## [WHAT TO WORK ON]
Repeat the records exactly. Every line must match.

## [ENTRIES SUPPLIED]
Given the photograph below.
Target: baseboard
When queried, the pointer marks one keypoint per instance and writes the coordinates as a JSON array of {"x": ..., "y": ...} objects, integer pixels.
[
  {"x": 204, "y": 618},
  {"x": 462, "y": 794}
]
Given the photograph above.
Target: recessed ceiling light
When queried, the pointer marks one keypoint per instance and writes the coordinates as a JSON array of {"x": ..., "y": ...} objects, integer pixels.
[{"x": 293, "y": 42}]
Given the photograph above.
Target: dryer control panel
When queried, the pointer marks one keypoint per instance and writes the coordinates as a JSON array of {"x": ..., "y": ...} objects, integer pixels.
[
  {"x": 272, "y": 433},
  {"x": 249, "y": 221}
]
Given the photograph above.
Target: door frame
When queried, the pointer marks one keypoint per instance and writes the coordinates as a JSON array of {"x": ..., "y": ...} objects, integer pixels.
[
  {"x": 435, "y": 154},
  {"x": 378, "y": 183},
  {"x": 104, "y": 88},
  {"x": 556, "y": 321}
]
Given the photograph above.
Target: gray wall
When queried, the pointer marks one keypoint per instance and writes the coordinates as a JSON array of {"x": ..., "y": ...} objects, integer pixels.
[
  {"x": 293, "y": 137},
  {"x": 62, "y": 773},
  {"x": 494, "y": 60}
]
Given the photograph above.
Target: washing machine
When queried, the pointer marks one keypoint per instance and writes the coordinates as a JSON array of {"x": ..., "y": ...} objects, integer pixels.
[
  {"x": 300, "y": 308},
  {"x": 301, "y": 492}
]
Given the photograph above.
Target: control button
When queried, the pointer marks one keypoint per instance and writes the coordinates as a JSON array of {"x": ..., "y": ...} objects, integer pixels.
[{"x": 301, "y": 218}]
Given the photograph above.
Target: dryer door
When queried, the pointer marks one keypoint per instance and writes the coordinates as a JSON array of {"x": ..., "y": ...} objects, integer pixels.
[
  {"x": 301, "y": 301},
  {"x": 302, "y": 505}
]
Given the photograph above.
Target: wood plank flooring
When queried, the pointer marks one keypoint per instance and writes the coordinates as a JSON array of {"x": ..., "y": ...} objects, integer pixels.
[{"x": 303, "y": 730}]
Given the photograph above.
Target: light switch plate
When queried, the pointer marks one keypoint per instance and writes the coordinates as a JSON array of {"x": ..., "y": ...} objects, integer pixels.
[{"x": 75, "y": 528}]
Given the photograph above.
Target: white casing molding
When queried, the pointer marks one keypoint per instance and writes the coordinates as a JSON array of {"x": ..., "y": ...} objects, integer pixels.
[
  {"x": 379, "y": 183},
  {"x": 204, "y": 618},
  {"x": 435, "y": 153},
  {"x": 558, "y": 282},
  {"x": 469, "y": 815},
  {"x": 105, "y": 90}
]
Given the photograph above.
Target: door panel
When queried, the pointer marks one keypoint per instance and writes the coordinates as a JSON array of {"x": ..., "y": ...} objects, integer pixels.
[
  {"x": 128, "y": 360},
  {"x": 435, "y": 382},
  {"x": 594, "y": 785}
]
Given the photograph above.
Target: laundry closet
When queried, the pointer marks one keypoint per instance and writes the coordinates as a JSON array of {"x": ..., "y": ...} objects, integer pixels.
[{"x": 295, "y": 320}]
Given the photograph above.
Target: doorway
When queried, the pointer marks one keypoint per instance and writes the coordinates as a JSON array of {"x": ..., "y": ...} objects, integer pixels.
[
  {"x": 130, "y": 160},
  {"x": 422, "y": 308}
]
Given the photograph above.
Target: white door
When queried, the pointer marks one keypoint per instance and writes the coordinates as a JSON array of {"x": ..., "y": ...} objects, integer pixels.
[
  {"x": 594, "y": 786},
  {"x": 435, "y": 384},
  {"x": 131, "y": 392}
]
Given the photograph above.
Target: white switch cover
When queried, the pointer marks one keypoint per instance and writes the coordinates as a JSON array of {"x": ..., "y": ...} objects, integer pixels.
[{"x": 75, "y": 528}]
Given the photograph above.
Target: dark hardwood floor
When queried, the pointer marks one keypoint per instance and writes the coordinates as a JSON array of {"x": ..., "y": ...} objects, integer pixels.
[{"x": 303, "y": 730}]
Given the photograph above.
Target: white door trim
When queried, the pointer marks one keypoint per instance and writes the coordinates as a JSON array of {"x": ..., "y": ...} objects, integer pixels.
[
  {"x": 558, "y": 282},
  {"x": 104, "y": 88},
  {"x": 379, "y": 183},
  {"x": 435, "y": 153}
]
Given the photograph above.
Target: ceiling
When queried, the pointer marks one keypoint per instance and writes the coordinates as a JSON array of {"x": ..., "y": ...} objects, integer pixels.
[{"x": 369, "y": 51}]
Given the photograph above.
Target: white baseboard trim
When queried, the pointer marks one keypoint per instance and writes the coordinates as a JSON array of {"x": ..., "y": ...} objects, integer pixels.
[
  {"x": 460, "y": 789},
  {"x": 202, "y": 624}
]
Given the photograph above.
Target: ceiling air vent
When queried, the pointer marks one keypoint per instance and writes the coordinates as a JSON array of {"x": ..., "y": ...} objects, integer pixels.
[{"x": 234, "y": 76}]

## [FINAL ANSWER]
Given the photograph below.
Target: baseboard
When queried, the pointer marks one keypoint per instance and writes the coordinates as a JSON array of {"x": ..., "y": ...} objects, integer pixels.
[
  {"x": 204, "y": 618},
  {"x": 462, "y": 794}
]
Given the photograph above.
Target: recessed ceiling light
When queried, the pointer marks one keypoint per instance and writes the coordinates as a JSON array of {"x": ..., "y": ...} objects, integer pixels.
[{"x": 293, "y": 42}]
Given the photograph above.
Target: dryer control panel
When queried, the pointer marks one keypoint per instance and writes the coordinates as a JSON array of {"x": ..., "y": ...} objects, integer pixels.
[
  {"x": 272, "y": 433},
  {"x": 249, "y": 221}
]
Given the photograph above.
Target: door frame
When queried, the pointer marks one keypoint per instance and writes the coordinates as a JSON array of {"x": ..., "y": ...} objects, integer pixels.
[
  {"x": 435, "y": 154},
  {"x": 378, "y": 183},
  {"x": 104, "y": 88},
  {"x": 556, "y": 321}
]
Given the photograph above.
Target: gray wall
When queried, the pointer marks one keypoint per instance and writes the coordinates as a JSON array of {"x": ..., "y": ...} objects, integer pixels.
[
  {"x": 293, "y": 137},
  {"x": 62, "y": 773},
  {"x": 494, "y": 60}
]
Given the photograph above.
Target: washing machine
When queried, the pointer marks one keypoint per instance and writes the coordinates as a JSON array of {"x": ..., "y": ...} objects, integer pixels.
[
  {"x": 300, "y": 308},
  {"x": 301, "y": 492}
]
Given the photograph above.
Target: control button
When queried, the pointer marks one keypoint per instance and writes the coordinates as a JSON array of {"x": ..., "y": ...} objects, integer pixels.
[{"x": 301, "y": 218}]
Given the photograph above.
Target: dryer door
When queried, the pointer marks one keypoint per instance and writes the coordinates as a JSON array of {"x": ..., "y": ...} objects, integer pixels.
[
  {"x": 301, "y": 301},
  {"x": 302, "y": 505}
]
Given the photograph above.
Target: wood plank flooring
When queried, the pointer marks one keypoint per instance and writes the coordinates as a JSON array of {"x": ..., "y": ...} objects, integer pixels.
[{"x": 303, "y": 730}]
Given the photograph above.
Target: light switch plate
When queried, the pointer marks one keypoint per instance and writes the coordinates as a JSON array of {"x": ..., "y": ...} objects, integer pixels.
[{"x": 75, "y": 528}]
Given the photograph above.
Target: white casing molding
When queried, the pointer marks one keypoint per instance and writes the coordinates as a JSON array of {"x": ..., "y": ...} objects, integer pixels.
[
  {"x": 379, "y": 183},
  {"x": 204, "y": 618},
  {"x": 435, "y": 153},
  {"x": 558, "y": 282},
  {"x": 469, "y": 815},
  {"x": 105, "y": 90}
]
Given the photograph above.
Target: door panel
When queried, the pointer marks one keypoint per instance and writes the coordinates as a JSON array of {"x": ..., "y": ...} objects, integer pixels.
[
  {"x": 128, "y": 360},
  {"x": 435, "y": 382},
  {"x": 594, "y": 785}
]
Given the photograph above.
Target: laundry closet
When queried, the pointer marks one keypoint per instance and writes the coordinates as a JSON array of {"x": ..., "y": ...} objects, integer pixels.
[{"x": 295, "y": 320}]
Given the photograph above.
Target: doorway
When queried, the pointer marks one keypoint per instance and writes the coordinates as a JSON array of {"x": ..., "y": ...} objects, integer pixels.
[
  {"x": 130, "y": 160},
  {"x": 422, "y": 308}
]
Given the photograph above.
Target: white door
When queried, the pointer marks one keypoint per instance and writes the coordinates as a JSON array of {"x": ..., "y": ...} objects, integer pixels.
[
  {"x": 594, "y": 786},
  {"x": 435, "y": 384},
  {"x": 131, "y": 392}
]
Given the photograph above.
Target: white switch cover
When queried, the pointer marks one keypoint per instance and writes the coordinates as a JSON array of {"x": ..., "y": ...} objects, integer pixels.
[{"x": 75, "y": 528}]
Given the photograph above.
Target: dark hardwood floor
When queried, the pointer marks one keypoint per instance and writes the coordinates as a JSON array of {"x": ..., "y": ...} objects, integer pixels.
[{"x": 303, "y": 730}]
Given the photograph above.
Target: white door trim
When queried, the pointer marks one keypoint per instance and writes the coordinates as a JSON array of {"x": ..., "y": ...} objects, integer pixels.
[
  {"x": 558, "y": 282},
  {"x": 104, "y": 88},
  {"x": 379, "y": 183},
  {"x": 435, "y": 153}
]
Given the photograph above.
Target: ceiling
When queried, the pointer marks one keypoint per instance and writes the coordinates as a JSON array of {"x": ..., "y": ...} objects, integer pixels.
[{"x": 369, "y": 51}]
Given the photograph above.
Target: white baseboard trim
When queried, the pointer marks one keypoint per instance and writes the coordinates as a JSON array of {"x": ..., "y": ...} objects, integer pixels.
[
  {"x": 460, "y": 789},
  {"x": 202, "y": 624}
]
Given the photograph above.
Target: ceiling air vent
When queried, the pointer marks one keypoint per instance and writes the coordinates as a JSON array of {"x": ..., "y": ...} objects, integer pixels.
[{"x": 234, "y": 76}]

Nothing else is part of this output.